Everyone looks at the crisis we are experiencing depending on their own environment. Different personal situations can coexist under one roof that can affect us in a very diverse way. People who keep entirely their work and carries it out by means of telework mechanisms, self-employed who have no possibility of keeping generating incomes because their work requires a physical presence and permanent mobility, workers who have had to undergo an official temporary lay-off, often with a salary reduction, and other situations that exist and that I will not detail for room reasons.
Those of us who can work from home and, therefore, not having our usual income threatened, and at the same time, we can feel ourselves useful to our community, we should consider to be privileged. In addition, we don't have to be thinking all day long about what to do with our time. In any case, some people probably have to deal with this situation trying to balance the time spent working and the needs that come from the rest of the family, as is the case of many with very young sons or daughters.

→ **EXERCISES TO COMPLETE**:
1. In the passage on the crisis, reproduce everything between "Everyone looks at" and "for room reasons.", inclusive, substituting "remote work" for "telework".
2. Answer these questions using the passage on the crisis.
(a) What often comes with an official temporary lay-off?
(b) Who should consider themselves privileged?
(c) Whom does the passage give as an example of family members whose needs must be balanced against working time?

→ **LISTED ENTRIES**:

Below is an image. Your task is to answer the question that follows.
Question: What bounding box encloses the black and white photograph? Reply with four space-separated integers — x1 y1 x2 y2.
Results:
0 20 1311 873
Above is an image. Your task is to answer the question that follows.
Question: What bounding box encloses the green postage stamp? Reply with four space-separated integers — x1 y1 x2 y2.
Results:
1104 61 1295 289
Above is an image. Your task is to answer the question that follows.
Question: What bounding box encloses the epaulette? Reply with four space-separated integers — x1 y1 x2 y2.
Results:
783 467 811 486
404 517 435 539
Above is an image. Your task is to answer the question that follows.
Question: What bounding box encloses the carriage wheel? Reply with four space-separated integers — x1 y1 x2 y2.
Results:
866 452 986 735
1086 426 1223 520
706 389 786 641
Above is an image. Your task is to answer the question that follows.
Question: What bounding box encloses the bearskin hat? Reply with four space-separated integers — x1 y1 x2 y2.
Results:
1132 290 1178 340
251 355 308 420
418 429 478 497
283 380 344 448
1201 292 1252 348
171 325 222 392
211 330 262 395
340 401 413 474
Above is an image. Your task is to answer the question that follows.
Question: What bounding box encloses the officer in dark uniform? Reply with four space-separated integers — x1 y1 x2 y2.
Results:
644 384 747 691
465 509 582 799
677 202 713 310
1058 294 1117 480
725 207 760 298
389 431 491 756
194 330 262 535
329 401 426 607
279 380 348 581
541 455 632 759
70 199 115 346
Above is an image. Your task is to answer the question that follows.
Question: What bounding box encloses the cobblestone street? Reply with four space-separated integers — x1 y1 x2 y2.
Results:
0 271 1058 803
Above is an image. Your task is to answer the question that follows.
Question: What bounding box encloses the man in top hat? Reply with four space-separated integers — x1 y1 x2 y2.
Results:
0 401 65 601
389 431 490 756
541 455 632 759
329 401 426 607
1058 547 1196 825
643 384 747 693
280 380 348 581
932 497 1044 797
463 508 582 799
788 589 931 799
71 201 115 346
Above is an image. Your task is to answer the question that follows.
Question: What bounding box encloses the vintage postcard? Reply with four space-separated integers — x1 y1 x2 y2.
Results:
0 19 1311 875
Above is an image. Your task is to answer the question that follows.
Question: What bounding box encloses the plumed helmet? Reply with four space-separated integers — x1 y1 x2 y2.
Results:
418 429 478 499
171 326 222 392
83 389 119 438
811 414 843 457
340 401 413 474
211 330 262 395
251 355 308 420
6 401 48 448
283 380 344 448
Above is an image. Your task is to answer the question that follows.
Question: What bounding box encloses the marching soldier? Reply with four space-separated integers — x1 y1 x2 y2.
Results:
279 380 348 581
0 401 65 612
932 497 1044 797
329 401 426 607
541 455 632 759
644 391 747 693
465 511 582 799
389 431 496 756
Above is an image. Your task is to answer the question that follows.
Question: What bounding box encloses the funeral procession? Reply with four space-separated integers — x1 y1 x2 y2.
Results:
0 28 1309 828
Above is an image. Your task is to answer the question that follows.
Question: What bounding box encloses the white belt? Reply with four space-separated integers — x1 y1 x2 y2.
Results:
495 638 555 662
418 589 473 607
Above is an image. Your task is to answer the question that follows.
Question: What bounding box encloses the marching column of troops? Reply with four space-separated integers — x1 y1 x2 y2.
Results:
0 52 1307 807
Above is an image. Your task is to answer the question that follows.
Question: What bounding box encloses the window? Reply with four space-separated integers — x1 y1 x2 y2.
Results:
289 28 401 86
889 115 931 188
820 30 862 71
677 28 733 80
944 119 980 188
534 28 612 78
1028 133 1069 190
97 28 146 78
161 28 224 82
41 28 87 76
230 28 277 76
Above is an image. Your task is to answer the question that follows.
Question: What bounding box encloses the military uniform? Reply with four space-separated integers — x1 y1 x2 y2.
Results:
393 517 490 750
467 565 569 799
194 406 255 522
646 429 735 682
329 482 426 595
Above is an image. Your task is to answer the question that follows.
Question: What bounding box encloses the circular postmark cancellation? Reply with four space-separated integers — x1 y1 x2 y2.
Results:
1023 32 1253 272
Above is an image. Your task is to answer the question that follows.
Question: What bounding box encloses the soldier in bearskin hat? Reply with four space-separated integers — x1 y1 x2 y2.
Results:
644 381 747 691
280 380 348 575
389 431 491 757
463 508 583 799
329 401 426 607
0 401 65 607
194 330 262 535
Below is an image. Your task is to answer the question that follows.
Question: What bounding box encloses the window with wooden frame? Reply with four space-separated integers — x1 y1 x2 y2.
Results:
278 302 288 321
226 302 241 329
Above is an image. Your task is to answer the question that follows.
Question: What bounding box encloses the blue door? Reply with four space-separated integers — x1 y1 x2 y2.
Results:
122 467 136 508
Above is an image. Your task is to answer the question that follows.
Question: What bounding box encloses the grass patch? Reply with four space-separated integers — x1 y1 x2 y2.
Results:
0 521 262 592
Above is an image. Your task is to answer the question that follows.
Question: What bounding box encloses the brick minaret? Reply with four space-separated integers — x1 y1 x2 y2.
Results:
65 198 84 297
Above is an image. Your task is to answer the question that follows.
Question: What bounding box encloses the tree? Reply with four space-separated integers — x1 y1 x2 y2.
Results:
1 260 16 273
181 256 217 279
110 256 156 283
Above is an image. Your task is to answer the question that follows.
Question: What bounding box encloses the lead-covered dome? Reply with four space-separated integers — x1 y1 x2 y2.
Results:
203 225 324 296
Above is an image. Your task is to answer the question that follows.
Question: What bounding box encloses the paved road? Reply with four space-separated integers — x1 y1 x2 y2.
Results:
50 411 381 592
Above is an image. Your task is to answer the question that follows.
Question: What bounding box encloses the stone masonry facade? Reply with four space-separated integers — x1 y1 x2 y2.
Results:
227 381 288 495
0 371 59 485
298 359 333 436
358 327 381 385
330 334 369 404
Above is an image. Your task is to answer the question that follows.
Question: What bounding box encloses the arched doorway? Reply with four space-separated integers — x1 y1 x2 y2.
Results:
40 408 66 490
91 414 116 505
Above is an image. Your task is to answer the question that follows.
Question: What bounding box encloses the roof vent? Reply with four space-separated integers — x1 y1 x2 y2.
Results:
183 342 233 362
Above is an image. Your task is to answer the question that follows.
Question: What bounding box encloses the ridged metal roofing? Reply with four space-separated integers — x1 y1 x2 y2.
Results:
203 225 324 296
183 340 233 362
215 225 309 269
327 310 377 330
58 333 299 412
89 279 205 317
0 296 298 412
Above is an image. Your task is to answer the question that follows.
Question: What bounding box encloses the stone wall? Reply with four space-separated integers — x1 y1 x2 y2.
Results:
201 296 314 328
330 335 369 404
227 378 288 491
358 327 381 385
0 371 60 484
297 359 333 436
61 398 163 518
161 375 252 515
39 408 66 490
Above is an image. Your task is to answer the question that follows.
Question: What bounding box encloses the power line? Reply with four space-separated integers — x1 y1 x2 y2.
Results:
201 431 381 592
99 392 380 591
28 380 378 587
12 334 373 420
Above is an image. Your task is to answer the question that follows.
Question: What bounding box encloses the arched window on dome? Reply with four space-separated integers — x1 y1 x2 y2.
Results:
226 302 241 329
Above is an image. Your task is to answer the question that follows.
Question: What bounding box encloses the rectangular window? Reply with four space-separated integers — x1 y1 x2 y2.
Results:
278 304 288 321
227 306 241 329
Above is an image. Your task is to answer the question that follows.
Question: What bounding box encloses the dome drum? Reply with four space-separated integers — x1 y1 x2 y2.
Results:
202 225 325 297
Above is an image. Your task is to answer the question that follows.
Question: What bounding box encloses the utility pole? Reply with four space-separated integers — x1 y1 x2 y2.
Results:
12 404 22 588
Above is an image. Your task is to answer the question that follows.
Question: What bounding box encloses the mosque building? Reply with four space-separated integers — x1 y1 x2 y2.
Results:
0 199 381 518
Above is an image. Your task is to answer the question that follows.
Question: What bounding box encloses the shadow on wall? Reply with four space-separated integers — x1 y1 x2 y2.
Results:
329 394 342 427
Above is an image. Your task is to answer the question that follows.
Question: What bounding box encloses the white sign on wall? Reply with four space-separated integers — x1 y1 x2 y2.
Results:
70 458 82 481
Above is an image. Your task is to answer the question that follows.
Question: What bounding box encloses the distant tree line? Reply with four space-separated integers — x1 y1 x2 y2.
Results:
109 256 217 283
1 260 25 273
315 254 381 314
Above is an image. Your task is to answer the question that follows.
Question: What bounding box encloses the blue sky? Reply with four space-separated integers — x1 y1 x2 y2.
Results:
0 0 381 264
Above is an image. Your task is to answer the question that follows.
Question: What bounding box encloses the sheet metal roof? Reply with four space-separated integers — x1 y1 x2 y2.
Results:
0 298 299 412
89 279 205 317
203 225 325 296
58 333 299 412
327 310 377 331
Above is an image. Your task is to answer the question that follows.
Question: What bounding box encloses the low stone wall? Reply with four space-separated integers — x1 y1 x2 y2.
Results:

→ **EXPECTED RESULTS**:
1.
Everyone looks at the crisis we are experiencing depending on their own environment. Different personal situations can coexist under one roof that can affect us in a very diverse way. People who keep entirely their work and carries it out by means of remote work mechanisms, self-employed who have no possibility of keeping generating incomes because their work requires a physical presence and permanent mobility, workers who have had to undergo an official temporary lay-off, often with a salary reduction, and other situations that exist and that I will not detail for room reasons.

2.
(a) A salary reduction.
(b) Those who can work from home.
(c) Very young sons or daughters.